=== Written problem A ===
Name, in order, the places the post on mission trips says the apostles were told to start with, ending with the farthest.
=== Written problem B ===
Rewrite the post on mission trips starting at "- I want to" and ending at "was pretty revolutionary.", substituting "scholar" for "theologian".

The Financial Irresponsibility of Mission Trips
I think it’s time someone much smarter than me did a comprehensive analysis on the economics of short-term evangelical mission trips. As a former pastor and member of the seventh-day adventist church, I have dozens of close friends, mentors, students and acquaintances who place great priority on overseas missions as part of their “journey with God.” This post is equally directed at no one in particular and everyone I know.
I think it’s time we really think long and hard about what short-term missions actually accomplish, who benefits and why we go. Let’s start with the why:
- Jesus told me to (Matthew 28:16-20)
- I want to help people (WWJD?)
- Some external force pressured me into it (all of the above and everything else)
It’s a valid argument that without the Great Commission, the church would not be where it is today. Christianity holds its stake up as the largest religion in the world, and missionaries from various denominations have truly traveled to the ends of the earth to make it so. I’m no theologian, I’m barely a Christian any more, but I do believe Jesus as a person and teacher was pretty revolutionary.
Jesus was local. Dude never hopped on a boat to cross the ocean nor did he ride his donkey to Egypt to proselytize. Even his final instructions to his apostles commanded them to start local: Jerusalem, then Judea, then Samaria, then the ends of the earth (Acts 1:8). So, it seems it was intended for the majority of the work to be done locally, while a small number of trailblazing believers (like Paul and Barnabas small and trailblazing) are dispatched throughout the land to spread the gospel. Today, an estimated 2 million Americans go on mission trips. More on that later.
The admirable desire to help people may be the purest ideal motivating my missionary friends. Compassion, especially that which is strong enough to spur action, is a trait that should never be discouraged or denied. Wanting to help is a wonderful notion and I’ll allow the benefit of naivete in believing our missionaries’ altruistic hearts. Having said that, there are two qualities inherent in a truly compassionate person: 1) An indiscriminate desire to help and 2) a willingness to do whatever it takes to maximize the benefit to his fellow man regardless of personal cost or sacrifice. Humility, selflessness and love are required, but so is the oft-overlooked factor of pragmatism. Faith and belief in prayer and miracles lead our most humble-hearted compassionate workers to trudge down the path of goodwill in the name of God’s will without adequately examining what is truly best for the foreign communities they wish to serve. An indiscriminate desire to help means there is nothing greater or more noble about helping a homeless man in Zaire as there is in helping a homeless man across the street.

=== Dataset extract ===
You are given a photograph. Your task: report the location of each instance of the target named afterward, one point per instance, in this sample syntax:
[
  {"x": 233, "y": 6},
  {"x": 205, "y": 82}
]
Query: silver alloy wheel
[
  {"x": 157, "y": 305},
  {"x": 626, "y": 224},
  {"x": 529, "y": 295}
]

=== Exercise output A ===
Jerusalem, Judea, Samaria, the ends of the earth

=== Exercise output B ===
- I want to help people (WWJD?)
- Some external force pressured me into it (all of the above and everything else)
It’s a valid argument that without the Great Commission, the church would not be where it is today. Christianity holds its stake up as the largest religion in the world, and missionaries from various denominations have truly traveled to the ends of the earth to make it so. I’m no scholar, I’m barely a Christian any more, but I do believe Jesus as a person and teacher was pretty revolutionary.